* **PAGE EXTRACT**:

Head coaching record
- Regular season: 7–5 (.583)
- Postseason: 0–0 (–)
- Career: 7–5 (.583)

= John Shoop =

American football player and coach (born 1969)

John Shoop (born August 1, 1969) is an American football coach and former quarterback who is the current head coach of the Nordic Storm in the European League of Football (ELF). He played college football at Sewanee. He has coached in the National Football League (NFL) and at the collegiate level.

==Early life==
Growing up in Oakmont, Pennsylvania, Shoop played quarterback in high school, and continued his football career at Sewanee: The University of the South. Shoop was a member of the Tigers football team from 1987 to 1990, starting from 1988 to 1990. As a senior captain in 1990, Shoop lead the Tigers to a Collegiate Athletic Conference title.

==Coaching career==
===Early career===
Shoop began his coaching career as a volunteer quarterbacks coach at Dartmouth College in 1991. He served as a graduate assistant at Vanderbilt University from 1992 to 1994, where he earned a Master of Education degree from Vanderbilt's Peabody School of Education.

===Carolina Panthers===
Shoop spent four seasons with the Carolina Panthers, where he began his NFL coaching career at the age of 25. Shoop was an offensive quality control assistant for the Panthers from 1995 to 1996. He served as quarterbacks coach for Carolina from 1997 to 1998.

(Stored entries)
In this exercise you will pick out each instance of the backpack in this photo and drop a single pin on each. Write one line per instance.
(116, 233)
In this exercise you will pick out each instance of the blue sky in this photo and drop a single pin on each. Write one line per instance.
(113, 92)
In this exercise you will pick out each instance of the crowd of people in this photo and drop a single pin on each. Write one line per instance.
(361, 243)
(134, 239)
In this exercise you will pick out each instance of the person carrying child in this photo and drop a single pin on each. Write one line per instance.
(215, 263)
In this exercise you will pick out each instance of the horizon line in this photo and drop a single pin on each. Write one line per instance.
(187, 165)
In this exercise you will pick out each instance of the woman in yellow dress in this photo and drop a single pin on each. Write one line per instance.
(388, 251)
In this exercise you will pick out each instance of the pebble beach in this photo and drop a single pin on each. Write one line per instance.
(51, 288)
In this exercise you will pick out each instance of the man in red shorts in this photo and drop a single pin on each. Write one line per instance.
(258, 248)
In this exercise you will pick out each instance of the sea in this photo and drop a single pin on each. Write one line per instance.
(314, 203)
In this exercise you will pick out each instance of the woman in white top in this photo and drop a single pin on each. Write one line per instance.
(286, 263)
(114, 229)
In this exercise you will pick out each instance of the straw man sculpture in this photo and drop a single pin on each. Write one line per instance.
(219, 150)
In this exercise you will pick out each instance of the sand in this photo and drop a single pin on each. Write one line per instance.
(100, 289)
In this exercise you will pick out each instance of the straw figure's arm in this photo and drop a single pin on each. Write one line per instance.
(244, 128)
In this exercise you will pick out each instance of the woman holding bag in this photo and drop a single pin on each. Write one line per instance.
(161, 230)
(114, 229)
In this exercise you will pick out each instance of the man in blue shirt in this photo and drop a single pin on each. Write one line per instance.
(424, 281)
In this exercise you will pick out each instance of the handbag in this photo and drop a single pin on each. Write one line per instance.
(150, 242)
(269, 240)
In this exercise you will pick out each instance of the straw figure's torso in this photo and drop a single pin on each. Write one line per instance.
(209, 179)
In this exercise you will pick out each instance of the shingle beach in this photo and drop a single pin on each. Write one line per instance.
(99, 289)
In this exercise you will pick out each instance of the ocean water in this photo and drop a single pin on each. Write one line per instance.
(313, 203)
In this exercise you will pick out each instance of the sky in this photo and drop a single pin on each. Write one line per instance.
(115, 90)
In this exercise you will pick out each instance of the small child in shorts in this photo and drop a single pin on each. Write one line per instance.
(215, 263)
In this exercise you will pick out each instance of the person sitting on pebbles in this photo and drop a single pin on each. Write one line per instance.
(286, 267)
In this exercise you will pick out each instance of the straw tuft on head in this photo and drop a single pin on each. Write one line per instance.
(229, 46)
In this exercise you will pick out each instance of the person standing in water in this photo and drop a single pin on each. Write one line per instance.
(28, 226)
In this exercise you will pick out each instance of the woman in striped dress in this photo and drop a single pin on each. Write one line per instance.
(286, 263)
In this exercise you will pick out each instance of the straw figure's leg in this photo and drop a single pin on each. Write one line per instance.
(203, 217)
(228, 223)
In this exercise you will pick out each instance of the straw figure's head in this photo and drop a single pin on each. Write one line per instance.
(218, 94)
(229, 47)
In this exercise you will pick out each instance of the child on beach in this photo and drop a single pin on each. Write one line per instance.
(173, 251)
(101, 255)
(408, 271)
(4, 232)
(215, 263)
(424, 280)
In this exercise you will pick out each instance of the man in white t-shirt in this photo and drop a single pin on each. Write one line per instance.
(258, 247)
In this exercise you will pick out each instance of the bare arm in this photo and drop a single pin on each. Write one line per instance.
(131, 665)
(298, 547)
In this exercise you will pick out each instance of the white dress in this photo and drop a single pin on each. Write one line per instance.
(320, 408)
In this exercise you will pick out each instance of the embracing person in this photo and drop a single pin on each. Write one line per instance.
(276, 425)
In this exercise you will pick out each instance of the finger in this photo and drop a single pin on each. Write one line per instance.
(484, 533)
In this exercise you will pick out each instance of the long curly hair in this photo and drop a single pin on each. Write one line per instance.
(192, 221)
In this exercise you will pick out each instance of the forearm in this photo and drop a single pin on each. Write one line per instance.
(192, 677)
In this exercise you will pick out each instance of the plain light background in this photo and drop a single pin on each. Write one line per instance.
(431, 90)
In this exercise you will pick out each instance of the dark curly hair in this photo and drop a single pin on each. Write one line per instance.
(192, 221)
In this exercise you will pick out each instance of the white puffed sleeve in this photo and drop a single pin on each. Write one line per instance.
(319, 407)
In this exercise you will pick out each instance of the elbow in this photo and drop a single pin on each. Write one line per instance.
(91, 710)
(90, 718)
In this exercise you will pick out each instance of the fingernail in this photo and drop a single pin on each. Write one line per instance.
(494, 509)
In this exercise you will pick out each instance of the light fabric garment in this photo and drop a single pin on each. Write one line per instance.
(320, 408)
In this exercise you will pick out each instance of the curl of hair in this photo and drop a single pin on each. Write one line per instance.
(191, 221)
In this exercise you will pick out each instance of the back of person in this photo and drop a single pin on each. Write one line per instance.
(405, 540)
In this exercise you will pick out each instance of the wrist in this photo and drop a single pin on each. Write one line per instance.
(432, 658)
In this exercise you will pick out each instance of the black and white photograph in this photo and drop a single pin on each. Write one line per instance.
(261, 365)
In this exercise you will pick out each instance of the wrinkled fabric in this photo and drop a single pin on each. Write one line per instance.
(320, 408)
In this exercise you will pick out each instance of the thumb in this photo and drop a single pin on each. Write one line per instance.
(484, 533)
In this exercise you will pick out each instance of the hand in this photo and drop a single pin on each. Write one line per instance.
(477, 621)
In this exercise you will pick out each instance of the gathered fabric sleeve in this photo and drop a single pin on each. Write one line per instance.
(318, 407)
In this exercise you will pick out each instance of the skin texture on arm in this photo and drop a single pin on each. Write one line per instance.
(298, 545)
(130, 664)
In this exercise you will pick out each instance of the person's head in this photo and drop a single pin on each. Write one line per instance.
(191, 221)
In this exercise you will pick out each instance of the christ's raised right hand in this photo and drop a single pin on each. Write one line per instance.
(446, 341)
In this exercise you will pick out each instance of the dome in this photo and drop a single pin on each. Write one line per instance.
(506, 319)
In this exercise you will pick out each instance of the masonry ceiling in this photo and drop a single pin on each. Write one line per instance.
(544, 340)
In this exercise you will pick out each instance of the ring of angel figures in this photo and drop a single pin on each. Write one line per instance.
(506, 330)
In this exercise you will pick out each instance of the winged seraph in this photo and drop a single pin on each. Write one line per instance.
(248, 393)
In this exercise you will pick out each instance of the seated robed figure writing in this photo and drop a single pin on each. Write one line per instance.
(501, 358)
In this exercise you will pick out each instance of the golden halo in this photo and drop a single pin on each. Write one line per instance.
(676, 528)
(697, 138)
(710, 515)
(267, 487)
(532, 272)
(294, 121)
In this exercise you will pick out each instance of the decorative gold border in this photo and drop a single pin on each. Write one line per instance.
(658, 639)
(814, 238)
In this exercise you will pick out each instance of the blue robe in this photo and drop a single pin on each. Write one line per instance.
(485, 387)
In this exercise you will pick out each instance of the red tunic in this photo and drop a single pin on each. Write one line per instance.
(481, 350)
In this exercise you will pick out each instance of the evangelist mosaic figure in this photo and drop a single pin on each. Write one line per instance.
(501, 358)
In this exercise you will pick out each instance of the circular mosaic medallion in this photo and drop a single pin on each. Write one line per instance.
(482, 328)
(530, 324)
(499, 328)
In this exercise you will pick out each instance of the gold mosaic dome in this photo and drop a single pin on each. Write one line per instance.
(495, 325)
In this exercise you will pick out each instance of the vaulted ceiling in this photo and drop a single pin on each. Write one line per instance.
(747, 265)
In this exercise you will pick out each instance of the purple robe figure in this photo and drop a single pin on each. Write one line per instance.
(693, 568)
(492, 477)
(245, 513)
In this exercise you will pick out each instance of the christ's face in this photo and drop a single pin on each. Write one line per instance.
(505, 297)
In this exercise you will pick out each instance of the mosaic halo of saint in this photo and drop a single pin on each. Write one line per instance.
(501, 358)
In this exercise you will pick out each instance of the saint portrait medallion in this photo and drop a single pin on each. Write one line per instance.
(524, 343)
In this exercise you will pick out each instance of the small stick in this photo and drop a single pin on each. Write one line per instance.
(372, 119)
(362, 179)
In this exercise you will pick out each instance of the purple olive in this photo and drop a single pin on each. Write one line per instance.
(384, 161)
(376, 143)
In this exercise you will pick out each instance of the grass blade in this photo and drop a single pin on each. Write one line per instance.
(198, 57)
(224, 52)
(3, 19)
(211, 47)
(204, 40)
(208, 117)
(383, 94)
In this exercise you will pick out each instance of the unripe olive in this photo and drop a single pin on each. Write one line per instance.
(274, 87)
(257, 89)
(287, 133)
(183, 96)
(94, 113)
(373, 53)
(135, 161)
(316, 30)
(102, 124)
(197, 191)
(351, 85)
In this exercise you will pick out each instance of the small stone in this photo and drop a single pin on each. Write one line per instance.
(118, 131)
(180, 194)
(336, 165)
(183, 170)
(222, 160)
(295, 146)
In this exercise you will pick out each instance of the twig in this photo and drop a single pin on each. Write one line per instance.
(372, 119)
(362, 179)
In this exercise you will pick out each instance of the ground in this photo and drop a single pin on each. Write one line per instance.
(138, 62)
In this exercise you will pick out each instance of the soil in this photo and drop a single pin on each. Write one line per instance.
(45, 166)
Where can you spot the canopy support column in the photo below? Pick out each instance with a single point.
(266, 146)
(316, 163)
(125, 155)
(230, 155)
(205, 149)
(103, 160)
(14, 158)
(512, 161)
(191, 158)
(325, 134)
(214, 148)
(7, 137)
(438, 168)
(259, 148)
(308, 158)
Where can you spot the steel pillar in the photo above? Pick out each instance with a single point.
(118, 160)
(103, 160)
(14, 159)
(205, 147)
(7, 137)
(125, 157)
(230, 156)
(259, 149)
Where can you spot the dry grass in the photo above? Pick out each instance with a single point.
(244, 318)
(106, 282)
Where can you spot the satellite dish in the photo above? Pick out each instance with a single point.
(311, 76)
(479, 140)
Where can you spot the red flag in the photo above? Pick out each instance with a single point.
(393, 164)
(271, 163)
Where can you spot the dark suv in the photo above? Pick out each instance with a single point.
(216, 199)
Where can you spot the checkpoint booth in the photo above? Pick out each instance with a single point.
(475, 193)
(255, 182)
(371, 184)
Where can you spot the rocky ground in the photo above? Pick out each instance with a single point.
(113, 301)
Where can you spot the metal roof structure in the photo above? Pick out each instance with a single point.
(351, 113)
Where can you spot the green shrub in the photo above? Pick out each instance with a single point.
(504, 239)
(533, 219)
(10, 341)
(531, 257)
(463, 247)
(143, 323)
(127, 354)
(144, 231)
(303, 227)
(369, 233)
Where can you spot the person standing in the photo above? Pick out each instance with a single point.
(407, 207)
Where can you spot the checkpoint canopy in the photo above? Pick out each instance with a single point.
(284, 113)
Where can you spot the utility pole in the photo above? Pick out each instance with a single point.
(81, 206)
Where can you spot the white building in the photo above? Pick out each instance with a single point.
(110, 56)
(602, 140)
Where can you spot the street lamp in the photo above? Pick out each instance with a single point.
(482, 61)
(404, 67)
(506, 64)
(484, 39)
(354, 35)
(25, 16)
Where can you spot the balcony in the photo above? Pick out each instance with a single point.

* **TASK LIST**:
(a) What coaching positions does the John Shoop biography say he held? List each with the team or school it names.
(b) According to the John Shoop biography, in what year did Shoop lead the Tigers to a Collegiate Athletic Conference title?
(c) Pick up the John Shoop biography after its last sentence and continue writing it.
These rows come from a different source than the John Shoop biography.

* **RESPONSES BY ITEM NUMBER**:
(a)
- Head coach, Nordic Storm
- Volunteer quarterbacks coach, Dartmouth College (1991)
- Graduate assistant, Vanderbilt University (1992–1994)
- Offensive quality control assistant, Carolina Panthers (1995–1996)
- Quarterbacks coach, Carolina Panthers (1997–1998)

(b) 1990, as a senior captain.

(c)
===Chicago Bears===
Shoop worked five seasons (1999–2003) for the Chicago Bears under head coach Dick Jauron. He served as the quarterbacks coach in 1999 and 2000. He was named offensive coordinator for the last four games of the 2000 season following incumbent Gary Crowton's departure for the head coaching position at Brigham Young University. Shoop then spent the next three seasons as the offensive coordinator (2001–2003).

James "Big Cat" Williams, the Bears Pro Bowl offensive lineman, nicknamed the offense "The Run and Shoop" during Shoop's tenure as offensive coordinator.

===Tampa Bay Buccaneers===
Shoop was quarterbacks coach for the Tampa Bay Buccaneers in 2004 under head coach Jon Gruden.

===Oakland Raiders===
Shoop then coached for the Oakland Raiders where he served as quarterbacks coach in 2005, the tight ends coach in 2006, and as offensive coordinator for the final five games of the 2006 season.

===North Carolina===
In January 2007, Shoop left the Raiders to become the offensive coordinator of the North Carolina Tar Heels football team.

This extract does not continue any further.